[Source text]
============

Written By: witchypo - Jul• 16•13

The Dog was checking out one of my sketches and hesitated to give it back. ‘I envy you your talent,’ he said, ’cause it lets you do something few people can… you can bring your dreams to life’.

‘Yah!’ I thought, ‘and if it was that easy…!’

Just then, though, a maddeningly calm voice in my head asked ‘how do you know it isn’t?’ which set off a mental chain reaction that lead to a startling discovery.

Despite all I’ve said about books like ‘Psycho-Cybernetics’ and ‘The Secret’,  and despite having used them to make some of my dreams come true, I never thought to apply their principals to my art. Instead, even before trying to draw again in June I, apparently, decided that the best I’d be able to do now would not be as good as it was when I quit years ago, and that I’d never be good enough to get paid for my art.

Of course, it wasn’t a conscious descision, but once I realized what I’d done… or ‘failed to do’… I recalled two of the common principals of those books… that one must envision themselves as doing or being something in order for it to happen in the real world… and that one must set their ‘will’ aside and allow themselves (their bodies) and their lives to fulfil their maximum potential. That reminded me of the fact that I don’t always know what I’m going to draw and that I’ve often found consciously deciding ‘what’ to draw and ‘how’ usually lead to less than satifactory results, while ‘letting my hand do its thing’ usually got me better sketches, or even showed me I could do things I didn’t know I could.

============

[Aim of the task]
Reproduce the blog post about sketching and bringing dreams to life word for word, from start to finish. The data comes from a different source than the blog post.

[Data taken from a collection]
============

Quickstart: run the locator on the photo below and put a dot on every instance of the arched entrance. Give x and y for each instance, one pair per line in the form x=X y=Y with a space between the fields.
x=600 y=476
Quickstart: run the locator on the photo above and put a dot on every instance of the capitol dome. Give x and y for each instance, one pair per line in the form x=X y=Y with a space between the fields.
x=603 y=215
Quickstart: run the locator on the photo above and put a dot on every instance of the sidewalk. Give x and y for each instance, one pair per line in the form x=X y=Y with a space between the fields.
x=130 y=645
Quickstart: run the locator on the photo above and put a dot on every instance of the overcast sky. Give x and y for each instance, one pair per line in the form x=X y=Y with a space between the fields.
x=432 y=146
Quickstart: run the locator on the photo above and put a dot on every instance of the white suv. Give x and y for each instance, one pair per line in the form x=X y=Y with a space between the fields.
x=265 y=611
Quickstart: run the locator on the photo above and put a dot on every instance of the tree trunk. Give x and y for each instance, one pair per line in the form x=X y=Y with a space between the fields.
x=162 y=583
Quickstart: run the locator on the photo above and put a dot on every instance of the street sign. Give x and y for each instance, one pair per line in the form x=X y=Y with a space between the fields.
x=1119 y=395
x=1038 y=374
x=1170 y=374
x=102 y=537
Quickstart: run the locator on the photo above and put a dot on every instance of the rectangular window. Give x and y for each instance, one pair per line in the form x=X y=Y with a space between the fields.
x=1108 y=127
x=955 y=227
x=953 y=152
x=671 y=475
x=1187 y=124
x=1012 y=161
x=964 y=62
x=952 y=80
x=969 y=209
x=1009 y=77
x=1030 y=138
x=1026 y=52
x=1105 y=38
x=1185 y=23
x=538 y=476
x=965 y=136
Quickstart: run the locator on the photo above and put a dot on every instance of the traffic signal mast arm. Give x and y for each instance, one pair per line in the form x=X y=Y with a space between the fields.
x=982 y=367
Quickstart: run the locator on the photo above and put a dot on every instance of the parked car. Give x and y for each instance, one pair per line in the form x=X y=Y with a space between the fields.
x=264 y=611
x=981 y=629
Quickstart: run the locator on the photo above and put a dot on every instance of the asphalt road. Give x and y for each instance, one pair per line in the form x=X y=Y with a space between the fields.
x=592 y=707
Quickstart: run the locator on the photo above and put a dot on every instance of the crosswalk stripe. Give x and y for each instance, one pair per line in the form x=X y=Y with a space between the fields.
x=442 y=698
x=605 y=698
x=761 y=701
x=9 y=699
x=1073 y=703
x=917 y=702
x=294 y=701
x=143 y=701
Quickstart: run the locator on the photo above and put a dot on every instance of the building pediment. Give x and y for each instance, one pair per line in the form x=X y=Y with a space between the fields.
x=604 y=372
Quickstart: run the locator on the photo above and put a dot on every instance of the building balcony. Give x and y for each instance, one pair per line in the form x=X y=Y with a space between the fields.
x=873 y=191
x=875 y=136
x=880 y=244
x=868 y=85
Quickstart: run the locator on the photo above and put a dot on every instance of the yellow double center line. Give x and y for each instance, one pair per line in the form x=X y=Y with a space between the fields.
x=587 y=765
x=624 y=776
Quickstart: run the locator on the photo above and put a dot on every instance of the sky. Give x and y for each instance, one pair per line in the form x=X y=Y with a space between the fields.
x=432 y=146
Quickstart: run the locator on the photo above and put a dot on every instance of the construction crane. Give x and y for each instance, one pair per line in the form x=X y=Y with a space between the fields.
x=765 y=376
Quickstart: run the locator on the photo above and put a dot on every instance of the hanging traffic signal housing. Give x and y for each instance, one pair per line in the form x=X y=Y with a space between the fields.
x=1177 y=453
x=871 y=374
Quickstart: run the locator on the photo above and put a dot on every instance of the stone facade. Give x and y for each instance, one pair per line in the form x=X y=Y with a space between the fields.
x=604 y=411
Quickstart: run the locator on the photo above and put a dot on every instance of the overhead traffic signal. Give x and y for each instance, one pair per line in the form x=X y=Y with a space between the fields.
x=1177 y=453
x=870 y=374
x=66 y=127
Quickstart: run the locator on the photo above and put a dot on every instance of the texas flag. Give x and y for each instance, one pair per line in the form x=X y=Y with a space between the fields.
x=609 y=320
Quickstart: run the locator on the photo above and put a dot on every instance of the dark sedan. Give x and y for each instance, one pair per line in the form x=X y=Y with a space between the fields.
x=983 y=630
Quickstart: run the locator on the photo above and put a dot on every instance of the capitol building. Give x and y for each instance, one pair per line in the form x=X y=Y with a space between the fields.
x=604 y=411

============

[Answer to this task]
Written By: witchypo - Jul• 16•13

The Dog was checking out one of my sketches and hesitated to give it back. ‘I envy you your talent,’ he said, ’cause it lets you do something few people can… you can bring your dreams to life’.

‘Yah!’ I thought, ‘and if it was that easy…!’

Just then, though, a maddeningly calm voice in my head asked ‘how do you know it isn’t?’ which set off a mental chain reaction that lead to a startling discovery.

Despite all I’ve said about books like ‘Psycho-Cybernetics’ and ‘The Secret’,  and despite having used them to make some of my dreams come true, I never thought to apply their principals to my art. Instead, even before trying to draw again in June I, apparently, decided that the best I’d be able to do now would not be as good as it was when I quit years ago, and that I’d never be good enough to get paid for my art.

Of course, it wasn’t a conscious descision, but once I realized what I’d done… or ‘failed to do’… I recalled two of the common principals of those books… that one must envision themselves as doing or being something in order for it to happen in the real world… and that one must set their ‘will’ aside and allow themselves (their bodies) and their lives to fulfil their maximum potential. That reminded me of the fact that I don’t always know what I’m going to draw and that I’ve often found consciously deciding ‘what’ to draw and ‘how’ usually lead to less than satifactory results, while ‘letting my hand do its thing’ usually got me better sketches, or even showed me I could do things I didn’t know I could.